GIVEN DATA =
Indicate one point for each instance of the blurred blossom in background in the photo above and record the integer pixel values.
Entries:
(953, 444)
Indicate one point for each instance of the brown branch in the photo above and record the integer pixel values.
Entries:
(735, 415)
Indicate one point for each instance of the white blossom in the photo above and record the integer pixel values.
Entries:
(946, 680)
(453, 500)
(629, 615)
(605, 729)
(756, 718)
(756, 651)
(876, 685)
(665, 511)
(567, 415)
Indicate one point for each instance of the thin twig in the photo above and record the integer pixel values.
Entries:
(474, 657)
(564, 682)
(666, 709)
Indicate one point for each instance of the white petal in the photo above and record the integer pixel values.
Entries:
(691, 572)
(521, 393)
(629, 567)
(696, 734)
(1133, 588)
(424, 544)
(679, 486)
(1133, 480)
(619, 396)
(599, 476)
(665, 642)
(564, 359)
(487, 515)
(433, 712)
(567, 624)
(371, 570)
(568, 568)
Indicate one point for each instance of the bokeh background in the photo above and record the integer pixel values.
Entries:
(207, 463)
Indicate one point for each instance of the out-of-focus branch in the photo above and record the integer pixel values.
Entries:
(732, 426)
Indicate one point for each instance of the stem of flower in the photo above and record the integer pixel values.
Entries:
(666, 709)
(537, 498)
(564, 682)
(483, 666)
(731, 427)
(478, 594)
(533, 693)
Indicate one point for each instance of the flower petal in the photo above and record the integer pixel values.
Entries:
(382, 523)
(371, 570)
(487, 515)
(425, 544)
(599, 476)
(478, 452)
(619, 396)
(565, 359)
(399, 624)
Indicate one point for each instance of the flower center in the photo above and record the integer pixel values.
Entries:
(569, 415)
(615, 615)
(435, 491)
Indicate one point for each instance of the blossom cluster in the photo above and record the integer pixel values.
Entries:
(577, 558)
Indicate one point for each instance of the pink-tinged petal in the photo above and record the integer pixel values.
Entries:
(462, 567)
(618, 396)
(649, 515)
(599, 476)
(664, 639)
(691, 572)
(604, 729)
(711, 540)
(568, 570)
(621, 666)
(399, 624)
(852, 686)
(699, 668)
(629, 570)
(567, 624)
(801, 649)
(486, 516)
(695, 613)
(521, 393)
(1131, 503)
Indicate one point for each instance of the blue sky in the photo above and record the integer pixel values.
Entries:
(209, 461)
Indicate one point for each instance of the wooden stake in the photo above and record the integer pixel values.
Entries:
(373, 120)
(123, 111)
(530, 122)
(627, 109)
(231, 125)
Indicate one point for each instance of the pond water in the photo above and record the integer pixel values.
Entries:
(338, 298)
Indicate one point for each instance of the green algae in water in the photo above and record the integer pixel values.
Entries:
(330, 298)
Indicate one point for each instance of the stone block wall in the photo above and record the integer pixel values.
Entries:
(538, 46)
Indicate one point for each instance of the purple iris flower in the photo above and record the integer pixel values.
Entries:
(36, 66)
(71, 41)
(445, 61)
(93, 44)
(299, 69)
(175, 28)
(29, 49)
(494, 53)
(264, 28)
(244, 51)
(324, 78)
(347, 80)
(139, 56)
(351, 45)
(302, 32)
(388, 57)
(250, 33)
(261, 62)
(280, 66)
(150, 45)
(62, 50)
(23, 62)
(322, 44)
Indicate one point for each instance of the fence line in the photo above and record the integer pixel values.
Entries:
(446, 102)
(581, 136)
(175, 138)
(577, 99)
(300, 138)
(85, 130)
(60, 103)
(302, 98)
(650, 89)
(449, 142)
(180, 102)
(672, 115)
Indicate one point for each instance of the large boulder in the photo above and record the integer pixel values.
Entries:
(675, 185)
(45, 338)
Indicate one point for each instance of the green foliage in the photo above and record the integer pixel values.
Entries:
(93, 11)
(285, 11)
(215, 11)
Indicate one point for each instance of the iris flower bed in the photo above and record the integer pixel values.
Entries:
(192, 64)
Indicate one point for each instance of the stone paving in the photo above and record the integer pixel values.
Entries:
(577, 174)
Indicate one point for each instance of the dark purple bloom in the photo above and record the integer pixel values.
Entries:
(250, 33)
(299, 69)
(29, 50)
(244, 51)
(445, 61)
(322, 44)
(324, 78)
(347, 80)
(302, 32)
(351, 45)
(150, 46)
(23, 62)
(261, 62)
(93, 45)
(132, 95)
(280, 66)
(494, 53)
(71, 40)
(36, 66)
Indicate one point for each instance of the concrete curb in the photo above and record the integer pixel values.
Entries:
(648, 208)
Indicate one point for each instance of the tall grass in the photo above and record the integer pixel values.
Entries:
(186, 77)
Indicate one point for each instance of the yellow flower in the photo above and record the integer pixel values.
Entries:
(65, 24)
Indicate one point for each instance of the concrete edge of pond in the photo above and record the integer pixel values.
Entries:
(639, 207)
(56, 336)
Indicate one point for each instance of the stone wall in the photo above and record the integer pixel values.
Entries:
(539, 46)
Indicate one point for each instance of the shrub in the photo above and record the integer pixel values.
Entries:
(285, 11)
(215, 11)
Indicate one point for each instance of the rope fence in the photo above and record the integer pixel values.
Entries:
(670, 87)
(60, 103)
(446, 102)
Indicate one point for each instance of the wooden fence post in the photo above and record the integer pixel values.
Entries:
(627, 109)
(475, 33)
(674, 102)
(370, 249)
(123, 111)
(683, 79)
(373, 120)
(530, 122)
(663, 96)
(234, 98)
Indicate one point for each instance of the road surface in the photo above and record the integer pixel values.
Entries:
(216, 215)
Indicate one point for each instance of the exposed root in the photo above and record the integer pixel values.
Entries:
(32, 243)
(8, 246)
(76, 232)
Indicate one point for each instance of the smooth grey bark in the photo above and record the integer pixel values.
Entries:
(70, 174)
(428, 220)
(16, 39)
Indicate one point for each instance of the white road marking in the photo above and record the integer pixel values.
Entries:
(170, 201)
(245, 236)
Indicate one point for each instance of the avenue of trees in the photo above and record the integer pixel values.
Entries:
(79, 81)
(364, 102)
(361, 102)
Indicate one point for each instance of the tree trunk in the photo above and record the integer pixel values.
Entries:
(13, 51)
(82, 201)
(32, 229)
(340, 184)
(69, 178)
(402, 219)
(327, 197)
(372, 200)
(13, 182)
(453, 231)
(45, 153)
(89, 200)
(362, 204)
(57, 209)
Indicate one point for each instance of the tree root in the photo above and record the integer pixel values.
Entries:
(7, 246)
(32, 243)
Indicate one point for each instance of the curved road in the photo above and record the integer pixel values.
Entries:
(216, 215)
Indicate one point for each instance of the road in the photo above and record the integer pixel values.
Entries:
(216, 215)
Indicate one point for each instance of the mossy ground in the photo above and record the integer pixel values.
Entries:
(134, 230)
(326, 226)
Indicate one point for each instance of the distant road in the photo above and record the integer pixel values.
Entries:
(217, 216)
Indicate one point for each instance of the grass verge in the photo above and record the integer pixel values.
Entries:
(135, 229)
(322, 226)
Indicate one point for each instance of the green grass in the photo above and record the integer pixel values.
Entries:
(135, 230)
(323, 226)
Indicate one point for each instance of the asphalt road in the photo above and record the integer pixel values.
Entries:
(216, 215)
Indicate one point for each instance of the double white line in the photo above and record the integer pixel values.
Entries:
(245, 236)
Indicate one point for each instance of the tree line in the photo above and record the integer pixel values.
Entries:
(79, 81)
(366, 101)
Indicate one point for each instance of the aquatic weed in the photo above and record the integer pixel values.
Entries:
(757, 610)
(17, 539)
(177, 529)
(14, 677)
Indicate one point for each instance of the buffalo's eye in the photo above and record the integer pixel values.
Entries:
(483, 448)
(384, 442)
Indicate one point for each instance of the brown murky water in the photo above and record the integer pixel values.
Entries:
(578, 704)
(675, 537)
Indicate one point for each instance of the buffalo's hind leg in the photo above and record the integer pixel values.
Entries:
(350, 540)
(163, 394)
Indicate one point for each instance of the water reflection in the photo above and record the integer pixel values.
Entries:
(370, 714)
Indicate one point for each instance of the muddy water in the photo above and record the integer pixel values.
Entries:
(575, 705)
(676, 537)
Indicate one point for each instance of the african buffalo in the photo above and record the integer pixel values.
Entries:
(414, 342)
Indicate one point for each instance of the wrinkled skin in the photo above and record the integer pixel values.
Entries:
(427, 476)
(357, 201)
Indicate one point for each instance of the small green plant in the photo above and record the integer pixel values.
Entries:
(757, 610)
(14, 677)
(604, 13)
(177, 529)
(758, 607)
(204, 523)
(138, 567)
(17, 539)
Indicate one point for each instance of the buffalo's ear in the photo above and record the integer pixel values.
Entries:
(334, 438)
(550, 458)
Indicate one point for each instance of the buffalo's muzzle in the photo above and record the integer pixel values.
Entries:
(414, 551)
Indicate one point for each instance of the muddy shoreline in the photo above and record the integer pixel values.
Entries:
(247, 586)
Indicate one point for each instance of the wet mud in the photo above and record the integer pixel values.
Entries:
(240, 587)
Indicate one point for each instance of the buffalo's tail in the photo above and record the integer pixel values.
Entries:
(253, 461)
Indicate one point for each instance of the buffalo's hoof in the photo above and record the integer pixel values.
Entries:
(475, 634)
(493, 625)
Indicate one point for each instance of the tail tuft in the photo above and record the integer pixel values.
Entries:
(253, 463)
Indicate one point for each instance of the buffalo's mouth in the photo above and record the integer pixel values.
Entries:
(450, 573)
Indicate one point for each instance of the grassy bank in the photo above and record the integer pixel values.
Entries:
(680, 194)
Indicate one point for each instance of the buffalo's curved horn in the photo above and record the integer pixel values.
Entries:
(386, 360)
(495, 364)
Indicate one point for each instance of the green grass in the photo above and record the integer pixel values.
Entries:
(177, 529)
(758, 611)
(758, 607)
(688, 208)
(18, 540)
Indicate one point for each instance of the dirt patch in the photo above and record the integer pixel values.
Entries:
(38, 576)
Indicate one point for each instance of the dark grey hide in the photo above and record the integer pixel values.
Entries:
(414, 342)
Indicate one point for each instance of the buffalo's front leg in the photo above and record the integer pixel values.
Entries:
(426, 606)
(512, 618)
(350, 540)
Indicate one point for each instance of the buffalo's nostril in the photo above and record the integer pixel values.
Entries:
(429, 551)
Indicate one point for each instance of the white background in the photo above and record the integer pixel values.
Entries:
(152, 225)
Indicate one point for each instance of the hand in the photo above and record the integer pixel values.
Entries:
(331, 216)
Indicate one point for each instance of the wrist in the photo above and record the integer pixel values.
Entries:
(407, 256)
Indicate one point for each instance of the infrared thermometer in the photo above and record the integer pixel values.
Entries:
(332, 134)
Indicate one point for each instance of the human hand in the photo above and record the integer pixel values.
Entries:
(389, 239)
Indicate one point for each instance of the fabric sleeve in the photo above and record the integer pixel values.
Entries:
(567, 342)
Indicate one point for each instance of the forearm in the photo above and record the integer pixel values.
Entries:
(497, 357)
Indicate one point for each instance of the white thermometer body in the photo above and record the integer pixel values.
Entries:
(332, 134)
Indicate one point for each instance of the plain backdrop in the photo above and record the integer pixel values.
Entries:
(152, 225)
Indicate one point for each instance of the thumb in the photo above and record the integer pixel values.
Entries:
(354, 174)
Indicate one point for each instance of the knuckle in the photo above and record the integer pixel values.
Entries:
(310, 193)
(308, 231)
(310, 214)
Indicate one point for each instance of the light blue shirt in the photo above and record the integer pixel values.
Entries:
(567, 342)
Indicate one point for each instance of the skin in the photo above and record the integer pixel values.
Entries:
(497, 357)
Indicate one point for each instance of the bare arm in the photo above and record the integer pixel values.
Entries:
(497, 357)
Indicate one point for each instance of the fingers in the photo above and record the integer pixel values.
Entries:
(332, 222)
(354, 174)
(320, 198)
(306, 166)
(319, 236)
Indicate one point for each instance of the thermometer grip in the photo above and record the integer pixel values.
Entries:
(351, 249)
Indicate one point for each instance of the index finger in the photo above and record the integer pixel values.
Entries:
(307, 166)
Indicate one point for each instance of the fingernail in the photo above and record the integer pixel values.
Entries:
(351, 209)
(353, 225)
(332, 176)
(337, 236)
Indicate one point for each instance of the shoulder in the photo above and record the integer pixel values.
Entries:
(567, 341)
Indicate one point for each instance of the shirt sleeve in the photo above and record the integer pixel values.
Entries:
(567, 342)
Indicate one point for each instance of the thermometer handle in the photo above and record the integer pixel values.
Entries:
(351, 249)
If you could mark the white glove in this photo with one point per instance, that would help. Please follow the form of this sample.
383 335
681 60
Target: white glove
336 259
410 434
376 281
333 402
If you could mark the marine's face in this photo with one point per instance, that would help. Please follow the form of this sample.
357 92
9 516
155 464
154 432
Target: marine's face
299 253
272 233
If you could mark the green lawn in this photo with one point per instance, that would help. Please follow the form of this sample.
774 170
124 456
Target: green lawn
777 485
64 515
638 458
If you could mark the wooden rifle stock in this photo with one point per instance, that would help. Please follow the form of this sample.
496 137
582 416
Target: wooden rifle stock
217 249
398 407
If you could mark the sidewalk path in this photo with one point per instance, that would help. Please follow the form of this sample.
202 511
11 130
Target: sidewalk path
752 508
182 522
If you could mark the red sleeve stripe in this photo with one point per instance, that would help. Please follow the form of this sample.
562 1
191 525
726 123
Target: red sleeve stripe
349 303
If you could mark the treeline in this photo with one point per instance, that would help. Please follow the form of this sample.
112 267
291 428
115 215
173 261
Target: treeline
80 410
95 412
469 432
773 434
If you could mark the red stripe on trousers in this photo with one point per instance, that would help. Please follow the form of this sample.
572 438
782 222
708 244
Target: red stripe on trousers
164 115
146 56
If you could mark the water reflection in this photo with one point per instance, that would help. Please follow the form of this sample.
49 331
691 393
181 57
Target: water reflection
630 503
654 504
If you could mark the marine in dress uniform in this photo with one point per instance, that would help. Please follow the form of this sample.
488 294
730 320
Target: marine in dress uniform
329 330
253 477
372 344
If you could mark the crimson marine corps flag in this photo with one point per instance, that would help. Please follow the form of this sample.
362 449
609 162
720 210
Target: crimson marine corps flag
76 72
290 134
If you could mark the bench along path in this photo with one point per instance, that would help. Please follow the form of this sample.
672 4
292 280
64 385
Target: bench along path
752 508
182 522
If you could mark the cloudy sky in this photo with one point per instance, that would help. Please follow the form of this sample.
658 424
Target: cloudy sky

EXERCISE OBJECTIVE =
Apply a filter to the listing above so that only lines with "root" are kept, and copy those lines.

ANSWER FOR THE TASK =
Indicate one point for each instance of the exposed root in the photo above and record the integer pixel values.
Indicate one point for each instance of the tree root in the photo above and record the integer pixel values.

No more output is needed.